Text to read:
Gazelle FC
- Full name: Gazelle Football Club
- Founded: 16 May 1972; 54 years ago
- Ground: Stade Omnisports Idriss Mahamat Ouya N'Djamena, Chad
- Capacity: 20,000
- Chairman: Adoum Younousmi
- Manager: Yaya Mahamat Abdelgani
- League: Chad Premier League
- 2025–26: 7th
- Website: http://oumarkoul.e-monsite.com
| Home colours | Away colours |

= Gazelle FC =

Football club from Chad

Gazelle FC is a football club from Chad based in N'Djamena. The club currently plays in the Chad Premier League, the top flight of Chadian football.

Gazelle FC was founded on May 16, 1972, in the capital city of N'Djamena. The club has won four national titles and six national cup titles.

The club's colors are traditionally black and white.

==History==

Founded in 1972, the club played in Chadian second ligue from 1972 to 1973. In 1973–1974 season, the team secured promotion to the First Division. On May 8, 2007, the club has signed their first sponsorship deal ever, with Sogea Satom. On August 29, 2007, Gazelle has signed their second sponsorship deal, with Ecobank Tchad.

Exercise 1:
According to the Gazelle FC article, which company signed the club's second sponsorship deal?
Exercise 2:
Copy word for word the passage of the Gazelle FC article that begins at "Gazelle FC was" and ends after "black and white.".
None of the records are needed here.

Labeled-object pointing records:
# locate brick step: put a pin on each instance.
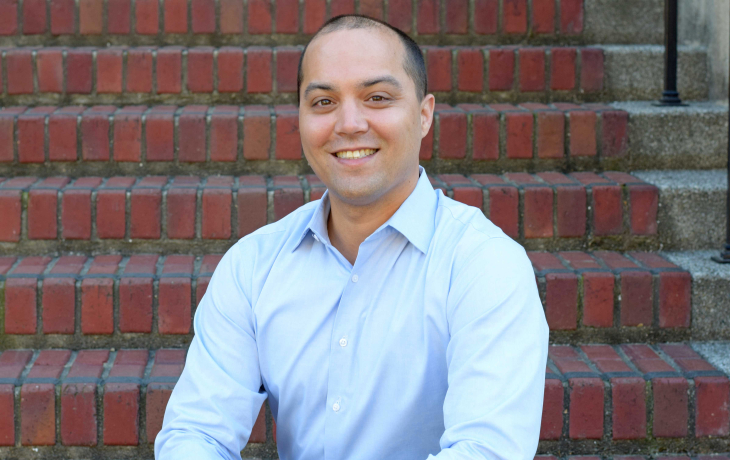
(149, 300)
(599, 399)
(466, 139)
(256, 74)
(290, 21)
(549, 210)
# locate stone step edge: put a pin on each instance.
(114, 296)
(258, 17)
(633, 392)
(545, 206)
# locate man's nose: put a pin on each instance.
(351, 119)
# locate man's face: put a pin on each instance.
(356, 99)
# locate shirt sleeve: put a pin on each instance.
(496, 357)
(216, 401)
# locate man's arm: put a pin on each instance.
(496, 357)
(216, 400)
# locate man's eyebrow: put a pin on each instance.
(315, 85)
(384, 79)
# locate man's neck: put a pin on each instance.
(349, 225)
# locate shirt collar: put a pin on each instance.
(414, 219)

Problem solution 1:
Ecobank Tchad

Problem solution 2:
Gazelle FC was founded on May 16, 1972, in the capital city of N'Djamena. The club has won four national titles and six national cup titles.

The club's colors are traditionally black and white.